» TEXT BLOCK
Given the general form:
A(x^2)+B(x*y)+C(y^2)+D(x)+E(y)+F=0
How can I go about plotting the upper right (positive x,y) quadrant of these conic sections? I found some code to do it for ellipses using a parametric form, but I'm having trouble figuring out the more general solution.
plot.ellipse <- function (a, b, c, d, e, f, n.points = 1000) {
## solve for centre
A <- matrix(c(a, c / 2, c / 2, b), 2L)
B <- c(-d / 2, -e / 2)
mu <- solve(A, B)
## generate points on circle
r <- sqrt(a * mu[1] ^ 2 + b * mu[2] ^ 2 + c * mu[1] * mu[2] - f)
theta <- seq(0, 2 * pi, length = n.points)
v <- rbind(r * cos(theta), r * sin(theta))
## transform for points on ellipse
z <- backsolve(chol(A), v) + mu
## plot points
# plot(t(z), type = "l", xlim=c(0,1/d), ylim=c(0,1/e))
return(t(z))
}
When using this for non-ellipses, I get:
Error in chol.default(A) :
the leading minor of order 2 is not positive definite
Haven't really found anything that helps me understand if this just requires a tweak or a completely different approach.
The nature of the conic section is determined by the sign of the discriminant Delta = B² - 4AC. If Delta > 0, this is an ellipse; if Delta < 0, this is a hyperbola; if Delta = 0, this is a parabola.
For an ellipse or a hyperbola, you can use the PlaneGeometry package.
library(PlaneGeometry)
A <- 2
B <- 3
C <- 4
D <- 1
E <- 0
F <- -1
B*B - 4*A*C # < 0 => it is a hyperbola
H <- HyperbolaFromEquation(
c(Axx = A, Axy = B, Ayy = C, Bx = D, By = E, C = F)
)
H$plot()
I don't remember whether the equation is
Axx*x² + Axy*x*y + Ayy*y² + Bx*x + By*y + C
or
Axx*x² + 2*Axy*x*y + Ayy*y² + 2*Bx*x + 2*By*y + C
You'll have to check.

» STATED EXERCISE 1
In the forum thread on plotting conic sections above, which package is suggested for plotting an ellipse or a hyperbola?

» Excerpt from a dataset
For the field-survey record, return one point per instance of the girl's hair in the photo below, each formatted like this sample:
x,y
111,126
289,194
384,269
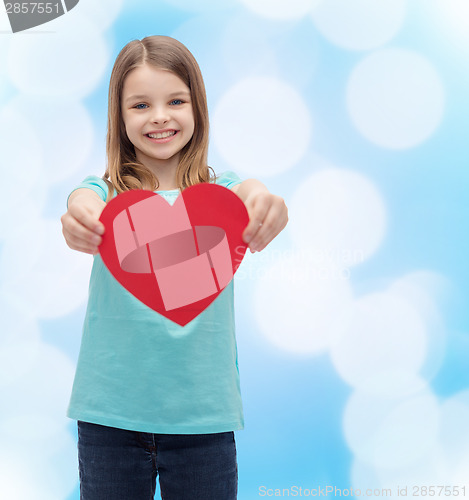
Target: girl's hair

» STATED EXERCISE 2
Please format the lines of the dataset entries above as a numbered list, skipping blank lines and leaving out the picture.

» WRITTEN RESPONSE 1
The PlaneGeometry package.

» WRITTEN RESPONSE 2
1. For the field-survey record, return one point per instance of the girl's hair in the photo below, each formatted like this sample:
2. x,y
3. 111,126
4. 289,194
5. 384,269
6. Target: girl's hair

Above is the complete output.